begin

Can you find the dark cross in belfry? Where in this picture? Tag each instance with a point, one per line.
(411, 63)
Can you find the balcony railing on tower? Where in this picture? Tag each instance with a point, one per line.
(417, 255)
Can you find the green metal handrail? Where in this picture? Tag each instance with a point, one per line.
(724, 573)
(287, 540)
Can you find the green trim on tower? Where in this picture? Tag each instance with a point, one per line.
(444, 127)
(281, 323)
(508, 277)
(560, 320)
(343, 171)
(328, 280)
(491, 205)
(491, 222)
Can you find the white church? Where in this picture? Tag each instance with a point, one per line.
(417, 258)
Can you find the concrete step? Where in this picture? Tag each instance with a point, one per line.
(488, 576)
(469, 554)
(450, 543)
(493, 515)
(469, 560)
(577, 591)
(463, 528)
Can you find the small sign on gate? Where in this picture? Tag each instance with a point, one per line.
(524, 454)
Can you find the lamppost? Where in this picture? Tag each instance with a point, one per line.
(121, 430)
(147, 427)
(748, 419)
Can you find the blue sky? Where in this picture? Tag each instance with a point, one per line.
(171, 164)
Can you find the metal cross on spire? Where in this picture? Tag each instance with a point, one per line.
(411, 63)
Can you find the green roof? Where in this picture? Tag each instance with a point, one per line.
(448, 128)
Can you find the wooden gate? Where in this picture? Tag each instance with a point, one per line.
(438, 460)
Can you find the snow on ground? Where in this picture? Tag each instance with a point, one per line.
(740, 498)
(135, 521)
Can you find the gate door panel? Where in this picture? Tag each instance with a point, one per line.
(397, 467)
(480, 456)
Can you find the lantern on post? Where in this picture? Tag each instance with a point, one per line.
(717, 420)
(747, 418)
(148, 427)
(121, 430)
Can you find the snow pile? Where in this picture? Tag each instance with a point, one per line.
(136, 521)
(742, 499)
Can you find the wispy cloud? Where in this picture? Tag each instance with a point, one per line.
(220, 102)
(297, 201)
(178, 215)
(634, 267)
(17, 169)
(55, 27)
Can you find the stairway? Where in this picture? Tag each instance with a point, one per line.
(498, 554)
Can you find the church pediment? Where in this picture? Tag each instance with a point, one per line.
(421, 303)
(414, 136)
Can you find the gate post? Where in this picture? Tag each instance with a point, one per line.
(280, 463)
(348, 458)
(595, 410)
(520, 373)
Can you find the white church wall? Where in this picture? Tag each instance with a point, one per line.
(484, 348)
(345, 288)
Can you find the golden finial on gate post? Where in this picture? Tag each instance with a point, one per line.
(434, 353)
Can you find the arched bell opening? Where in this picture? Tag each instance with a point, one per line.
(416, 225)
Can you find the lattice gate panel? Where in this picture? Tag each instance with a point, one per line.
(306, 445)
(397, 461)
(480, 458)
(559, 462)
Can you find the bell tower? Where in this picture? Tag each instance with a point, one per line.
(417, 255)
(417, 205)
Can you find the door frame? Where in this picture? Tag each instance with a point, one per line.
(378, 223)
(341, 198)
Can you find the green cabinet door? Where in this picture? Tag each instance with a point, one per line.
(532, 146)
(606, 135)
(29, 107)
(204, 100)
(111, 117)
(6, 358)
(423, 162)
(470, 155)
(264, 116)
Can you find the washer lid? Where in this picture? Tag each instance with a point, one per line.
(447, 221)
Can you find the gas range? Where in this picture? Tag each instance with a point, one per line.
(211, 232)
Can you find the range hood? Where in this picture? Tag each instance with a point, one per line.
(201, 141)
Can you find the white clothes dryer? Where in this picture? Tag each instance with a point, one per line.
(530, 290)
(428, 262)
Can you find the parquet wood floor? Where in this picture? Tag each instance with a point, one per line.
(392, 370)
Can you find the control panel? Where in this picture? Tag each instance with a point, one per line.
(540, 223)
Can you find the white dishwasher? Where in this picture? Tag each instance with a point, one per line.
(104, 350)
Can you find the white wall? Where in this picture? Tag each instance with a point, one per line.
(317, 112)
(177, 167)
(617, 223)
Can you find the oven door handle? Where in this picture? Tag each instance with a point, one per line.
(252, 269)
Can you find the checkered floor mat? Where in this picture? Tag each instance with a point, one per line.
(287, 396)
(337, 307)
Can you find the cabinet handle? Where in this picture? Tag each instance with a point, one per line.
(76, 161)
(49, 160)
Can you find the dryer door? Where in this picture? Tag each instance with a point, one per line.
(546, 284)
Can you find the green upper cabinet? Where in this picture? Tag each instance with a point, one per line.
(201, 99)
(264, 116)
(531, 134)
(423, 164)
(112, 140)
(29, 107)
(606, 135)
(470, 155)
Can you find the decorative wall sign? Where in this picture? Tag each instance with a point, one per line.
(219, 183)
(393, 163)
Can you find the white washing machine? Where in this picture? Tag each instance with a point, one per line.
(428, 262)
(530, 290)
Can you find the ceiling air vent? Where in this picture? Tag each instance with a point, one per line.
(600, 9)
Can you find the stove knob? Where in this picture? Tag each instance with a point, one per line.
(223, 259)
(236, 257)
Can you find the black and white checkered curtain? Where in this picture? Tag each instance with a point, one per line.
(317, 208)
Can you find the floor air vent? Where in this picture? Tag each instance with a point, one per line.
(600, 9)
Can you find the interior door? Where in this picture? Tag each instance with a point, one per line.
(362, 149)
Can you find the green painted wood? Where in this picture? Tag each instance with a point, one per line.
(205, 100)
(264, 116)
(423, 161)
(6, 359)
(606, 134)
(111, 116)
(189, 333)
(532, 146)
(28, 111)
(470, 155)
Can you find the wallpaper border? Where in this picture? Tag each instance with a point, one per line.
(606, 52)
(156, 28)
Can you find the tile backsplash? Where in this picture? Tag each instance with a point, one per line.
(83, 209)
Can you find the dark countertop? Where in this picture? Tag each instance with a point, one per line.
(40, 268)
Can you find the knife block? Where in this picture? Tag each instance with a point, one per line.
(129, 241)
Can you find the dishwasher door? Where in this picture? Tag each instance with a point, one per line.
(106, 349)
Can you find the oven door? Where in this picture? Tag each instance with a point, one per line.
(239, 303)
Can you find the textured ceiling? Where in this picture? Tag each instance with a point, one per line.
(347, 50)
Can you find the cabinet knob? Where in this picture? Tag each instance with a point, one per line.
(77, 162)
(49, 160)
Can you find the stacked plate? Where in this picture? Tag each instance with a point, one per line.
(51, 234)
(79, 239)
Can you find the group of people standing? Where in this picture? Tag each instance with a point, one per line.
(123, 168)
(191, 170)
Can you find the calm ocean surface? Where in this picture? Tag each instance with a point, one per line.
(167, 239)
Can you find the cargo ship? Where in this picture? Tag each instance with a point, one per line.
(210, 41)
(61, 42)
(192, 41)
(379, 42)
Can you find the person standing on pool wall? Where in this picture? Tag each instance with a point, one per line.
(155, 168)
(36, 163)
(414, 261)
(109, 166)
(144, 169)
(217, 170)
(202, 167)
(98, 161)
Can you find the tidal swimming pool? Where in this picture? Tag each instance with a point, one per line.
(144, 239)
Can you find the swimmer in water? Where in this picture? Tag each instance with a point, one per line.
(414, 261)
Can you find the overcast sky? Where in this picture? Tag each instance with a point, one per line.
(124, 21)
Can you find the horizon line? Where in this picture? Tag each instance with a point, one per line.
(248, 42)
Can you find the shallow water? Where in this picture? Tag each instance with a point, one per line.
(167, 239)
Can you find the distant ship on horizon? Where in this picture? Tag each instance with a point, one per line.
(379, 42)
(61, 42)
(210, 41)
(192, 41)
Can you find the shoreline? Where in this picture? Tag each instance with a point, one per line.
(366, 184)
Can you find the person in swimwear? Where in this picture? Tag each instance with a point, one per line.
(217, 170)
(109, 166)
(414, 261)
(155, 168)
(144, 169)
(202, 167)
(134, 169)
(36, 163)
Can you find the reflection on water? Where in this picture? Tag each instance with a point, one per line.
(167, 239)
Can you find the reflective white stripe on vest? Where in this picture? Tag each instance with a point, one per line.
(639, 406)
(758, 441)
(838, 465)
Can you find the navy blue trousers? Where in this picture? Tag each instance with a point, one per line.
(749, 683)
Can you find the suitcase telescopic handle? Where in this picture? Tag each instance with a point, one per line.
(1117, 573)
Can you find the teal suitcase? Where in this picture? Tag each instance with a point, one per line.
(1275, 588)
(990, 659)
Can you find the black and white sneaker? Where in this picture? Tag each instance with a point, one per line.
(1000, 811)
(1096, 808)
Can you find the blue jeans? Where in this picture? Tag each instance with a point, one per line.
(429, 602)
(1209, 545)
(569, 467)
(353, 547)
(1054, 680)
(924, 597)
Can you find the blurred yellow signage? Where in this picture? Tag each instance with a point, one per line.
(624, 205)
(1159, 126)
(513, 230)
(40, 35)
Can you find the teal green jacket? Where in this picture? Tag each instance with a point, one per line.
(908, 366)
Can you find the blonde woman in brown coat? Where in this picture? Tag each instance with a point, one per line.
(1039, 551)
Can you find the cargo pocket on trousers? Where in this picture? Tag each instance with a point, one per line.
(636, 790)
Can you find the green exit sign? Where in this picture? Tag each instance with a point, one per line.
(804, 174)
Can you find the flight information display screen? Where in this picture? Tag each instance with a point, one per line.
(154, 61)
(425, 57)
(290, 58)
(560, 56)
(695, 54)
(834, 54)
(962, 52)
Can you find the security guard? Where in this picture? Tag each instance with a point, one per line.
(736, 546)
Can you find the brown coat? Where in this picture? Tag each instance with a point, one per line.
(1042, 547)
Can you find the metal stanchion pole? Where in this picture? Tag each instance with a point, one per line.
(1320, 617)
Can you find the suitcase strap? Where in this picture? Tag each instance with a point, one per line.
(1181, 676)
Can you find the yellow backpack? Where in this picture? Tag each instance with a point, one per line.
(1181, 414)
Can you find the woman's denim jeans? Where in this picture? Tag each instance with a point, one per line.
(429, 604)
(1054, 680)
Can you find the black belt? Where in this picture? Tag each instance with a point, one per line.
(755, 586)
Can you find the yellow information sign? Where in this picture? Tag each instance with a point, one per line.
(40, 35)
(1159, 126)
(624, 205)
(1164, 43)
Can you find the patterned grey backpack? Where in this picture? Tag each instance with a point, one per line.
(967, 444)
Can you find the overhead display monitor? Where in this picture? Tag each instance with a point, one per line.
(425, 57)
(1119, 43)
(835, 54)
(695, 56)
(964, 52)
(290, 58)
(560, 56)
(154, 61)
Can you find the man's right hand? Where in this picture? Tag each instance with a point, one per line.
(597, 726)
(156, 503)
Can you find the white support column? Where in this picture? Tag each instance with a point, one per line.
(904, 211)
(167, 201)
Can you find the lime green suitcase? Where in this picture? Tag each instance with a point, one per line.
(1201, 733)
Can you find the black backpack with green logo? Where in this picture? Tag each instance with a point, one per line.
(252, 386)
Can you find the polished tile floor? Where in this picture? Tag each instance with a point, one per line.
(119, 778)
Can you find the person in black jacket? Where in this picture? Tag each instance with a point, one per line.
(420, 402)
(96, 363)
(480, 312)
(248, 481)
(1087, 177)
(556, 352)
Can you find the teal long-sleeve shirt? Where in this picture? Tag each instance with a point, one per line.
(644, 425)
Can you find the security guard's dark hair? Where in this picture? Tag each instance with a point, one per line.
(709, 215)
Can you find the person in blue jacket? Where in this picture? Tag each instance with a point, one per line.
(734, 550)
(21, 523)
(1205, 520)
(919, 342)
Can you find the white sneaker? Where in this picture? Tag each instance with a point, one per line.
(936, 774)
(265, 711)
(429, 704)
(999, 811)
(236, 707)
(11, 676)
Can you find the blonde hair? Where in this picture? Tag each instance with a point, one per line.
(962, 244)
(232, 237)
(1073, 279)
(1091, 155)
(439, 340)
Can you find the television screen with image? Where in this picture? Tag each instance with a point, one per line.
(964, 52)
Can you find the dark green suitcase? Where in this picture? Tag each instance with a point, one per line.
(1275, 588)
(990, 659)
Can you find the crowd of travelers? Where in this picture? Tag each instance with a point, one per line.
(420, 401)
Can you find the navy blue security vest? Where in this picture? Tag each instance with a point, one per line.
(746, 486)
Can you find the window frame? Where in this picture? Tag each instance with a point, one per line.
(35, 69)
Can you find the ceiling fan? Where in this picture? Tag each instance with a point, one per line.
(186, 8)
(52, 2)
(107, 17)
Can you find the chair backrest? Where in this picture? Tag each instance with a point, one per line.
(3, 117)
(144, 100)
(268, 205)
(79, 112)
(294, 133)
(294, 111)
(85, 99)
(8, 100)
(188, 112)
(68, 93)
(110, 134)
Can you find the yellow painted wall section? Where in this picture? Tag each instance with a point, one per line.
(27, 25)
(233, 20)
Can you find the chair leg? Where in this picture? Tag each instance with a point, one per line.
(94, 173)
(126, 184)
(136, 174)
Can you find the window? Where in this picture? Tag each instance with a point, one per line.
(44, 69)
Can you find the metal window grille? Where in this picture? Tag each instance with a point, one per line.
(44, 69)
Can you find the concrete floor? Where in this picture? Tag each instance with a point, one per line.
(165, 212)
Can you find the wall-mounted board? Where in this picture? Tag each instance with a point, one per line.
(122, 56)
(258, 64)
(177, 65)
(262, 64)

end

Restate word for word the lines from the one holding "Can you find the chair leg?" to the end of the listing, both ends included, and nothing more.

Can you find the chair leg? Where in this picture? Tag each instance with a point, one per line.
(94, 173)
(126, 184)
(136, 174)
Can you find the window? Where in this picture? Tag each instance with a point, one per line.
(44, 69)
Can you find the metal window grille? Where in this picture? Tag each instance with a point, one per line.
(44, 69)
Can you find the concrete floor? Where in this picture? Tag each instance with a point, one per line.
(165, 212)
Can you find the wall-mounted board? Where in this picture? Tag each instance with a point, one per line.
(122, 56)
(258, 64)
(177, 65)
(262, 64)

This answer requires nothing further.